- _EXERCISE PROMPT_
Starting with the line containing "target | black tire" and going on through the last of the rows below, write every line out again, requests included, with each pin coordinate shifted up by 11.

━━━━━━━━━━━━━━━━━━━━

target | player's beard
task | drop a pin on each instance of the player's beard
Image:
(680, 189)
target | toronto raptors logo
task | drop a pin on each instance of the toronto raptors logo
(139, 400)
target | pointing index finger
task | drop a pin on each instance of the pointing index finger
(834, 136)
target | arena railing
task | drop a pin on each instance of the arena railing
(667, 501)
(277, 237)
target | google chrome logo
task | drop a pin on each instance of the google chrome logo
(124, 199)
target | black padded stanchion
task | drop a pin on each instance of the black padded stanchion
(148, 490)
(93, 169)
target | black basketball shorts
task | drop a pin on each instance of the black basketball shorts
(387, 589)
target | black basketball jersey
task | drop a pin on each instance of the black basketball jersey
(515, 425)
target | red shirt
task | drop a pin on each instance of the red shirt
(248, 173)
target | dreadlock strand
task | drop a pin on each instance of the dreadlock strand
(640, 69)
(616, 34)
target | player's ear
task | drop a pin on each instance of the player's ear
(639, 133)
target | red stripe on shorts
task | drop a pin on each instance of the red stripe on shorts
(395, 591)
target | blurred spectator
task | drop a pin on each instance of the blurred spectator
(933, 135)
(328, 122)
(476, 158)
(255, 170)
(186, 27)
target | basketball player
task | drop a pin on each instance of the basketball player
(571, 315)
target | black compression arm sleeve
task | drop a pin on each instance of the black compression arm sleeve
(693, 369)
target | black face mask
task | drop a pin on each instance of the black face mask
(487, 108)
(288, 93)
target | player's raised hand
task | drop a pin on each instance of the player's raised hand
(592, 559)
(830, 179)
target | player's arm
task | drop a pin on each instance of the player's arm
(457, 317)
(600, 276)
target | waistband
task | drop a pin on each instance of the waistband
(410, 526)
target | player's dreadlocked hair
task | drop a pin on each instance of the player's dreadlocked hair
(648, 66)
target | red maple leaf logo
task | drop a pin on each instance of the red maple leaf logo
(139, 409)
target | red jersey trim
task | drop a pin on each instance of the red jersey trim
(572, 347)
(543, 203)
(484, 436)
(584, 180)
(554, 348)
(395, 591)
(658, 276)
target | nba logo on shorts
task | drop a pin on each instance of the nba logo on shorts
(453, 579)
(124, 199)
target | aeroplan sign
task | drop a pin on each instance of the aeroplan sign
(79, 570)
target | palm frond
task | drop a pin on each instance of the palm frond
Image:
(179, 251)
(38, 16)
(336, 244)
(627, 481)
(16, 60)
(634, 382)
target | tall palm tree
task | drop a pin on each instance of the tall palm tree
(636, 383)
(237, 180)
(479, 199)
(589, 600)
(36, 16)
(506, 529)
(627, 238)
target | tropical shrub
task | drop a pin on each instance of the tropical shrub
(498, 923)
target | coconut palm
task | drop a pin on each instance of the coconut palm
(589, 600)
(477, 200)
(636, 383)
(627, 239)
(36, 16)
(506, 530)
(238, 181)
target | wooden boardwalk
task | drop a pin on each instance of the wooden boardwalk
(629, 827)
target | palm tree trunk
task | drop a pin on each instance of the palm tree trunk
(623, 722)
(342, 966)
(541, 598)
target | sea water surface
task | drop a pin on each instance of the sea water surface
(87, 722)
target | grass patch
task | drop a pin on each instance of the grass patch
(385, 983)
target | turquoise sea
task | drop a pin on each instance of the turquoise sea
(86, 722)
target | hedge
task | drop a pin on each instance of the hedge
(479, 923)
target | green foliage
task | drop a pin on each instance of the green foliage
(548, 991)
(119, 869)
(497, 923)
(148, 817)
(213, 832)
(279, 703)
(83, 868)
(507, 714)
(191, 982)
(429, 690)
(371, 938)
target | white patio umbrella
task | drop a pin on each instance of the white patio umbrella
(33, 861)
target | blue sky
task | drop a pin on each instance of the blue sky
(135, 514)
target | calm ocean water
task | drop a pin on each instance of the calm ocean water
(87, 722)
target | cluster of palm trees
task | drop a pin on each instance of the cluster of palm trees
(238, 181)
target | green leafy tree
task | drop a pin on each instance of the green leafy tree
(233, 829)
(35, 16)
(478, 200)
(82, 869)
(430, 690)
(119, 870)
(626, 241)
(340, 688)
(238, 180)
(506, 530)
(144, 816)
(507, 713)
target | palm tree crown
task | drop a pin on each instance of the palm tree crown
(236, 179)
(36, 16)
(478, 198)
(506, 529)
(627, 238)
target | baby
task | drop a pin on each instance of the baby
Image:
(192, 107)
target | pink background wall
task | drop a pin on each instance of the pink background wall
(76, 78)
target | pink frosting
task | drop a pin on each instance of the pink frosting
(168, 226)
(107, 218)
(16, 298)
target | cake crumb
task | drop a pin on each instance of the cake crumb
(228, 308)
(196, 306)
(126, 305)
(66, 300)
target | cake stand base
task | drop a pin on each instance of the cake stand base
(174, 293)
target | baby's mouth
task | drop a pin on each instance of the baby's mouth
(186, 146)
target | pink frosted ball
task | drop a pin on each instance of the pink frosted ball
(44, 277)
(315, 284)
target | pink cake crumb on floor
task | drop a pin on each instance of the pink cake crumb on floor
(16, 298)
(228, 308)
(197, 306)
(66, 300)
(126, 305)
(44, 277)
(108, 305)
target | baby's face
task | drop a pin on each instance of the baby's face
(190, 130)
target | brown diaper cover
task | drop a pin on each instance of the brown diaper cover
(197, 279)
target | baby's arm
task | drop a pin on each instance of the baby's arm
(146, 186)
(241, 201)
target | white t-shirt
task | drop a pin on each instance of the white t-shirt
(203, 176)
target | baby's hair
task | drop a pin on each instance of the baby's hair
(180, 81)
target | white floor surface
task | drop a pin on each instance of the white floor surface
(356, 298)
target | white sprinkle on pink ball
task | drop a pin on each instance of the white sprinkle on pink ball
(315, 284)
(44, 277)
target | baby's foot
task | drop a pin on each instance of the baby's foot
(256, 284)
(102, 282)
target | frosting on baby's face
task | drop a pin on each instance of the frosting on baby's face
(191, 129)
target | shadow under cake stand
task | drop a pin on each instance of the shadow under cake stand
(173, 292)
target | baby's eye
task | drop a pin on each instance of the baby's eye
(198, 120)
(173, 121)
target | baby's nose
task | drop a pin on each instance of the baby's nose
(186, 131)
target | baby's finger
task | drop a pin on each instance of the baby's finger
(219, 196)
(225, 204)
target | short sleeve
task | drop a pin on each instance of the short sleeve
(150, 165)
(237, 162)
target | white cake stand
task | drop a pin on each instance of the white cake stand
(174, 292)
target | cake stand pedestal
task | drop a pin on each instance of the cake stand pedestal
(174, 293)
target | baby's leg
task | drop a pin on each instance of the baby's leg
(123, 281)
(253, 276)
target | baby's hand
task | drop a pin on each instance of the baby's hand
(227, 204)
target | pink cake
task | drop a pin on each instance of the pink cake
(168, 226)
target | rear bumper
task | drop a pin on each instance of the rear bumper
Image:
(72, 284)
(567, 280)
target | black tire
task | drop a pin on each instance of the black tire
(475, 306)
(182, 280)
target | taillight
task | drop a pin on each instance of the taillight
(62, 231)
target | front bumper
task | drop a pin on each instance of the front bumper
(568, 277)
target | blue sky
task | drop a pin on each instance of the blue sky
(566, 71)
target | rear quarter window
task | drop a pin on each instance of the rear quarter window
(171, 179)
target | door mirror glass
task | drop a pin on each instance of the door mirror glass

━━━━━━━━━━━━━━━━━━━━

- _FINAL RESULT_
target | black tire
task | drop a pin on each instance of the black tire
(486, 317)
(193, 291)
target | taillight
task | drop a pin on each instance of the taillight
(73, 242)
target | front bumper
task | drop a pin on each instance of the front bumper
(579, 288)
target | blue sky
task | drop a pin on each instance of the blue sky
(577, 82)
target | rear quarter window
task | drop a pin on each instance of the rear quarter window
(182, 190)
target | door mirror glass
task | drop a pin on each instance of the door mirror glass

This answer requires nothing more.